*Directions for this task*
Pick out every line of the records below that contains the word "goalkeeper", matching case exactly, and copy each one.

*Given entries*
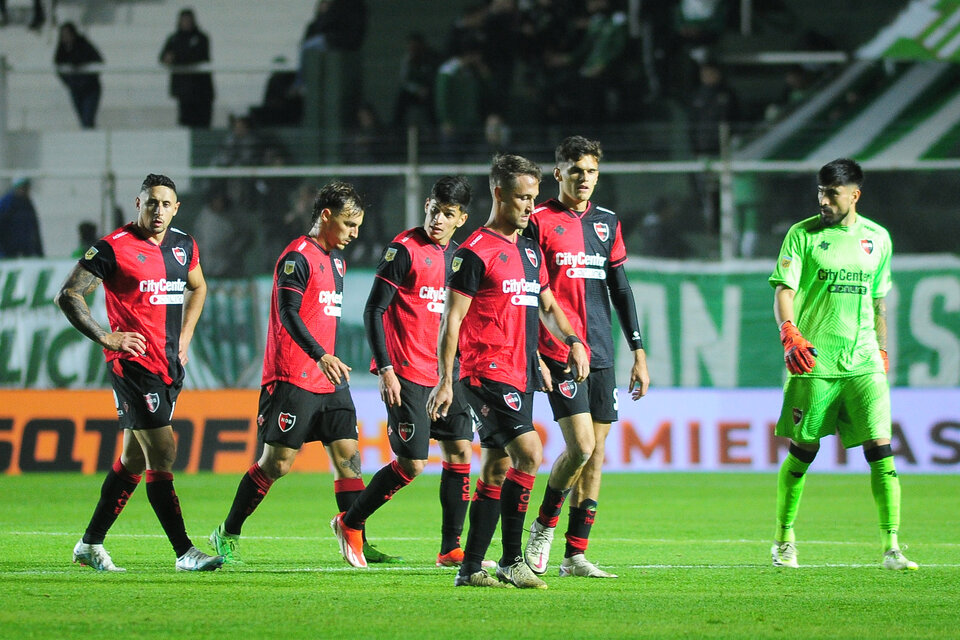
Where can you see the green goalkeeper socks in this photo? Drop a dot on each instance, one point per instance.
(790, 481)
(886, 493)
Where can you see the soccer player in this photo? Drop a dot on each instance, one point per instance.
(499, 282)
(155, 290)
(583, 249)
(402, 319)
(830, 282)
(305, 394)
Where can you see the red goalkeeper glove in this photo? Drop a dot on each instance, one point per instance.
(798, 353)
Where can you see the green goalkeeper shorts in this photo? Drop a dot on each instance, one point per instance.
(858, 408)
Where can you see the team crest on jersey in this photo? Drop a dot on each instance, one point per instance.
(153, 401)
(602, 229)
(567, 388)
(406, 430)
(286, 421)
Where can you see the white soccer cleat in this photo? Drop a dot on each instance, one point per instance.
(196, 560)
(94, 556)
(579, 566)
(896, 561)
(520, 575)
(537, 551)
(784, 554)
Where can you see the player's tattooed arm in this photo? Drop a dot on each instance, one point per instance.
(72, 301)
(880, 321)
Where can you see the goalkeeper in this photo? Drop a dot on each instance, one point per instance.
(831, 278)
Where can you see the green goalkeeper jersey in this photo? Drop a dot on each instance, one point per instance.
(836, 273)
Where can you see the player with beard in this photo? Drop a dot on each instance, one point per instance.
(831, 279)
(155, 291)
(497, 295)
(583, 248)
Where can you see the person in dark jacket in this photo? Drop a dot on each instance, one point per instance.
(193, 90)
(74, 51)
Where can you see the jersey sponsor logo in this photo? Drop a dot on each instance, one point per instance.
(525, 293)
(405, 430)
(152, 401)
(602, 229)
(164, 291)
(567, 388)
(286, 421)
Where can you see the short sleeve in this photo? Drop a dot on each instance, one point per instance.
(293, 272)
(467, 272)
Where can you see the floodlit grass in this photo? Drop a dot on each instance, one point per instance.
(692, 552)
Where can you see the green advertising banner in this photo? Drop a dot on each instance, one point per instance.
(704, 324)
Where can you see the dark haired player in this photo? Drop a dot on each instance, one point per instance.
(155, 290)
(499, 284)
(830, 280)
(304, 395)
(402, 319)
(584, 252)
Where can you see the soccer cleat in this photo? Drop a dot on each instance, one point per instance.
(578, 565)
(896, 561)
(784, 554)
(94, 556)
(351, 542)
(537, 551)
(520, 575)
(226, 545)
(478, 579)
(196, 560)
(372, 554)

---

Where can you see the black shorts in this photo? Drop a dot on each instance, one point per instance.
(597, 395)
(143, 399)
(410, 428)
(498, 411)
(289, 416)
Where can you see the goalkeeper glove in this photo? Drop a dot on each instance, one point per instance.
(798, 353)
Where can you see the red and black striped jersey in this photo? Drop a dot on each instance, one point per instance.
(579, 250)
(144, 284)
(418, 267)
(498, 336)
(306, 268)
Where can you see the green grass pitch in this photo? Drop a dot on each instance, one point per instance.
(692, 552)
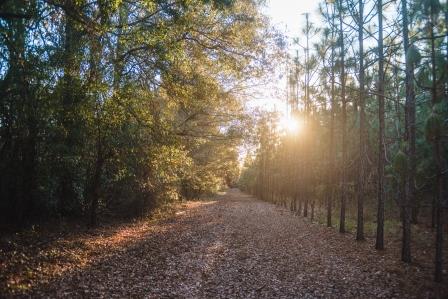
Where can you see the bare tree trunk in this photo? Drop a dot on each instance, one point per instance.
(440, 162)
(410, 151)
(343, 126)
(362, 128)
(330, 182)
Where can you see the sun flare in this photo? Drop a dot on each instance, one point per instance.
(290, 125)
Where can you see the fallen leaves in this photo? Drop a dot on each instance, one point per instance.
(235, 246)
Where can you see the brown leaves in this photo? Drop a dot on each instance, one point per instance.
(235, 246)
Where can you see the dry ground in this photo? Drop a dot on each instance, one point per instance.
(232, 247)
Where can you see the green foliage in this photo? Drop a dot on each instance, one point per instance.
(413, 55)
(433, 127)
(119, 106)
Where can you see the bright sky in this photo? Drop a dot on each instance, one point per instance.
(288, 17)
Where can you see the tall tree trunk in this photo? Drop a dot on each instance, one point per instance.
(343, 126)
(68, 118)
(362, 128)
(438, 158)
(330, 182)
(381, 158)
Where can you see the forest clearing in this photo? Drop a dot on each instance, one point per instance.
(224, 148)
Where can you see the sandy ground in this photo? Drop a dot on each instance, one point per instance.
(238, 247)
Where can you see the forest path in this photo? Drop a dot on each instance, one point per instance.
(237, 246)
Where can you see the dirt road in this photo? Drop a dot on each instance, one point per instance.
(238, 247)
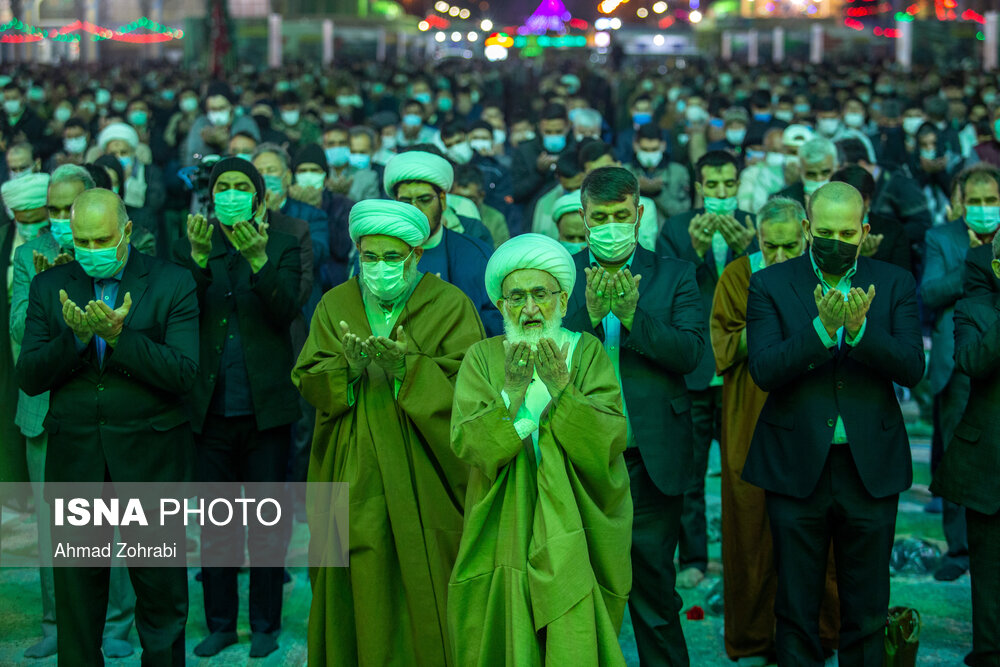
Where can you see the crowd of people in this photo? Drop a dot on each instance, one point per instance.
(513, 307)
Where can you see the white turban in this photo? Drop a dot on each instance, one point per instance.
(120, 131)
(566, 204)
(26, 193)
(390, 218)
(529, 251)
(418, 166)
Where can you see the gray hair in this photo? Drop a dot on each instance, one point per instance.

*Solved exercise*
Where can you see the green goalkeeper socks in this photo? Drop a dot on each instance, one point per instance.
Where can you see the red goalkeeper glove in this photo? Drop a dot on each instance, one point per instance.
Where can you see the green goalkeeper shorts in this photo? Drop a dot on each instance, one point per instance.
Where can you see the goalkeeper in this photo? Drop a dot on each instance, one point per instance.
Where can you see the green goalkeeper jersey in this photo? Drop a dot on each instance, one point per instance.
Where can you see the goalkeeper glove in this photo? Drop a dot on each instance, one point per instance.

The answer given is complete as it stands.